Directions for this task
Emit the entire listing verbatim.

Information given
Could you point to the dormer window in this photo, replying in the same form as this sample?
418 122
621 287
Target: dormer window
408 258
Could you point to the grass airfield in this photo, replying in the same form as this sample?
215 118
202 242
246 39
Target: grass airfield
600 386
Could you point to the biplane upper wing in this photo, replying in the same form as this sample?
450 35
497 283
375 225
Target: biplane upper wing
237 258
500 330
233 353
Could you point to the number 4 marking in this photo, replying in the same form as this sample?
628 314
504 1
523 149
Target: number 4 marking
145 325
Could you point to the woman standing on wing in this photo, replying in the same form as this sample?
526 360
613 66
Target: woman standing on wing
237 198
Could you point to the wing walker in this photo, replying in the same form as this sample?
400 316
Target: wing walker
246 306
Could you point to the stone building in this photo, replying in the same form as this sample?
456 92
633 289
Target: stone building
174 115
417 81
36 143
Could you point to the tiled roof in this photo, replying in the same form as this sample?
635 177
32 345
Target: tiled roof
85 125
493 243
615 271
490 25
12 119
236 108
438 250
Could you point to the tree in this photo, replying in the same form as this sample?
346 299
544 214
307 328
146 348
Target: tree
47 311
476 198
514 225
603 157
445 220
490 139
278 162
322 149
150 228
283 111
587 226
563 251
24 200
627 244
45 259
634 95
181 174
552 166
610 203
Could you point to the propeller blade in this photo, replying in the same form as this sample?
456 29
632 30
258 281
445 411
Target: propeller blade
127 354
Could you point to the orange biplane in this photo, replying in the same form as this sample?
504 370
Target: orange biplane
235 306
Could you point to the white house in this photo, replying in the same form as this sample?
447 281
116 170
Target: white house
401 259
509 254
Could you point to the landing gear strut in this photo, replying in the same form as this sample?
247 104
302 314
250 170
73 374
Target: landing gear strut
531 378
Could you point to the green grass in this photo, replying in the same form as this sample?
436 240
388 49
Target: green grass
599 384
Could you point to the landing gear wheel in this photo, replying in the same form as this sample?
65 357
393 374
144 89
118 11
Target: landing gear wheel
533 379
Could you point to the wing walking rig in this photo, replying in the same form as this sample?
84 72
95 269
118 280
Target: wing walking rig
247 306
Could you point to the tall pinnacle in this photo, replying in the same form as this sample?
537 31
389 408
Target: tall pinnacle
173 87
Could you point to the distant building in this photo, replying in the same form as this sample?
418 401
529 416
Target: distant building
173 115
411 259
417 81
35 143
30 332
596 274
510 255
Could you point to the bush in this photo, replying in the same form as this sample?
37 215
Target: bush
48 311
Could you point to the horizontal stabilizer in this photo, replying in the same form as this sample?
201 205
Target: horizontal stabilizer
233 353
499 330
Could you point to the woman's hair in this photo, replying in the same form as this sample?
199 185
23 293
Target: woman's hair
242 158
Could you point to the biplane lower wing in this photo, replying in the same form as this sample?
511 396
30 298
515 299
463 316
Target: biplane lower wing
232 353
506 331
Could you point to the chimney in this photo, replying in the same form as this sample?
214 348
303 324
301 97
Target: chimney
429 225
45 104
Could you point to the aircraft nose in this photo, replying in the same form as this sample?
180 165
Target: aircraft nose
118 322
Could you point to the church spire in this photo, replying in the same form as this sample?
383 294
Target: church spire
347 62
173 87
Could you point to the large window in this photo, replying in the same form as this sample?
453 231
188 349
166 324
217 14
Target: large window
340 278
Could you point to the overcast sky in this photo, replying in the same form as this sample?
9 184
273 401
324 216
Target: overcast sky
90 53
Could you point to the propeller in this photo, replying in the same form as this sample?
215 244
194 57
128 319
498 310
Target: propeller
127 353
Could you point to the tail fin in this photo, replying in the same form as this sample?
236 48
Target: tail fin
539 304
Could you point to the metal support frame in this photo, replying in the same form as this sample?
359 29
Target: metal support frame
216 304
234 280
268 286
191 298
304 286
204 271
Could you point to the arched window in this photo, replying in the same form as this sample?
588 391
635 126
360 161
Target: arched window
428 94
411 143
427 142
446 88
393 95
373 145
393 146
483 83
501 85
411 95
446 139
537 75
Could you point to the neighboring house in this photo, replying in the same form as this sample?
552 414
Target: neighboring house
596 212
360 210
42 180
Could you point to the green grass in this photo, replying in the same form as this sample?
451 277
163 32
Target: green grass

Task solution
Could you point to the dormer window in this photo, replying in the same form as this sample?
418 122
621 287
Target: dormer window
408 258
Could you point to the grass airfield in this photo, replying in the same form as this sample?
215 118
202 242
246 39
Target: grass airfield
600 386
Could you point to the biplane upper wing in this photo, replying in the same form as this sample?
450 35
497 283
375 225
Target: biplane upper wing
237 258
500 330
233 353
Could you point to the number 4 marking in this photo, replying in the same form as this sample?
628 314
504 1
523 149
Target: number 4 marking
145 325
Could you point to the woman standing on wing in this photo, replying in the same form as this sample?
526 360
613 66
Target: woman standing on wing
237 198
Could you point to the wing walker in this photo, replying in the same form as this sample?
400 316
Target: wing walker
246 306
Could you point to the stone building in this photo, replying in the same form as this sample?
456 92
633 289
Target: stone building
174 115
417 81
36 143
Could you point to the tiled roof in this photo, replying in the same form as this sample?
635 177
32 345
Target: tiled roof
85 125
493 243
615 271
490 25
12 119
236 108
438 250
Could you point to the tree in this photo, replying in the same form as this sample?
346 299
544 214
307 328
146 348
Target: tree
47 311
476 198
514 225
603 157
445 220
490 139
278 162
322 149
150 228
283 111
587 226
563 251
24 200
627 244
45 259
634 95
181 174
552 166
610 203
Could you point to the propeller blade in this photo, replying in the same form as this sample?
456 29
632 30
258 281
445 411
Target: propeller blade
127 354
Could you point to the orange biplane in this photo, replying in the same form as this sample?
504 370
Target: orange biplane
235 306
Could you point to the white house in this photo, replying in the same form as this sample?
447 281
116 170
Target: white house
401 259
509 254
Could you point to the landing gear strut in this photo, replying in the same form as this sample?
247 104
302 314
250 170
73 374
Target: landing gear strut
531 378
Could you point to the green grass in this photo, replying in the same form as this sample?
436 240
388 49
Target: green grass
599 384
Could you point to the landing gear wheel in this photo, replying in the same form as this sample?
65 357
393 374
144 89
118 11
Target: landing gear wheel
533 379
Could you point to the wing walking rig in this photo, replying in the same form as this sample?
84 72
95 269
118 280
Target: wing walking rig
247 306
Could you point to the tall pinnacle in this photo, replying in the same form as this sample?
537 31
389 408
Target: tall pinnacle
173 87
Could you point to the distant building in this photo, replying in the same form as this sample?
418 401
529 416
Target: distant building
173 115
411 259
417 81
35 143
30 332
596 274
510 255
Could you point to the bush in this photo, replying in the same form as this sample?
37 215
Target: bush
48 311
Could you point to the horizontal stabilizer in this photo, replying in the same form as this sample?
201 205
Target: horizontal stabilizer
233 353
499 330
Could you point to the woman's hair in this photo, replying in the same form as this sample?
199 185
23 293
Target: woman's hair
242 158
Could you point to the biplane lower wing in this photo, replying in the same form as this sample?
511 396
30 298
515 299
463 316
Target: biplane lower wing
232 353
506 331
Could you point to the chimney in this photo, replying in the same form as this sample?
214 348
303 324
301 97
Target: chimney
429 225
45 104
Could you point to the aircraft nose in this photo, replying in the same form as this sample?
180 165
Target: aircraft nose
118 322
Could you point to the church spire in this photo, replying in the same form as this sample?
383 294
Target: church spire
347 62
173 87
Could you point to the large window in this photo, replying in the same form as this sample?
453 231
188 349
166 324
217 14
Target: large window
340 278
Could you point to the overcast sky in this photo, replying in the same form as this sample?
9 184
273 401
324 216
Target: overcast sky
90 53
Could you point to the propeller in this photo, replying in the same form as this sample?
215 244
194 57
128 319
498 310
Target: propeller
127 353
Could you point to the tail fin in this photo, replying in the same form as this sample?
236 48
Target: tail fin
539 304
Could you point to the metal support frame in this photo, replying in the same form as this sample?
359 29
Target: metal support frame
216 304
234 280
268 286
191 298
304 286
204 271
Could you point to the arched window in this photo, replying in the same form as this sample?
588 391
635 126
360 161
Target: arched window
428 94
411 143
427 142
446 88
393 95
373 145
393 146
483 83
501 85
411 95
446 139
537 75
Could you point to the neighboring house in this photo, replying in the same form as this sample?
552 414
Target: neighboring house
596 212
360 210
42 180
Could you point to the green grass in this photo, replying in the same form as this sample?
451 277
163 32
Target: green grass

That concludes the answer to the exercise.